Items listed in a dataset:
▬▬▬
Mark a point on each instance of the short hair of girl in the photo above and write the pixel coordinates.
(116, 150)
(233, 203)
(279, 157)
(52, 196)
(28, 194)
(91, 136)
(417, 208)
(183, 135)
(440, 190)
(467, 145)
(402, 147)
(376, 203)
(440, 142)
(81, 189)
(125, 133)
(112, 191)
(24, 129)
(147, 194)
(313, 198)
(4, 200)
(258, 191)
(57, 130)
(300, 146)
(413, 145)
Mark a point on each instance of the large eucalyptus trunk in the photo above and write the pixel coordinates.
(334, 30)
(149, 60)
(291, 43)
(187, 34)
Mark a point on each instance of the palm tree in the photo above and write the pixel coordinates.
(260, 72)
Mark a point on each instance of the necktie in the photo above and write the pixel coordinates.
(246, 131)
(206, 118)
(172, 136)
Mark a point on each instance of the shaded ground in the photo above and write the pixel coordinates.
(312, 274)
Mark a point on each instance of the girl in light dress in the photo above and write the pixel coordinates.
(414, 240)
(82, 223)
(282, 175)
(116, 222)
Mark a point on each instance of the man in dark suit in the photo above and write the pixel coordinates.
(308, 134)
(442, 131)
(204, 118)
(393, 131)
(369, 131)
▬▬▬
Requirement: From the records above, extract every line exactly as it stands.

Answer area:
Mark a point on each instance of the short hair of girl in the photo above and write the pixel coordinates.
(116, 150)
(233, 203)
(279, 157)
(52, 196)
(28, 194)
(91, 136)
(417, 208)
(183, 135)
(440, 190)
(467, 145)
(402, 147)
(376, 203)
(440, 142)
(81, 189)
(125, 133)
(112, 191)
(24, 129)
(147, 194)
(313, 198)
(4, 200)
(258, 191)
(57, 130)
(300, 146)
(413, 145)
Mark a point on each instance of the large eucalyptus trunk in the photo above and write the pixel coordinates.
(334, 30)
(149, 60)
(291, 43)
(187, 34)
Mark a point on each instance of the palm tree in the photo above and write the pixel coordinates.
(260, 72)
Mark a point on each instance of the necktie in the photo above and write the pixel coordinates.
(246, 131)
(206, 118)
(172, 136)
Mark a point on each instance of the shaded ground in the photo above and write the pixel coordinates.
(312, 274)
Mark a point on each instance of the girl in light dress in the photo above and write the pixel coordinates.
(414, 240)
(82, 223)
(282, 175)
(116, 222)
Mark a point on each instance of the man in dark suit in the photo above and write the pixel coordinates.
(308, 134)
(442, 131)
(204, 118)
(393, 131)
(369, 131)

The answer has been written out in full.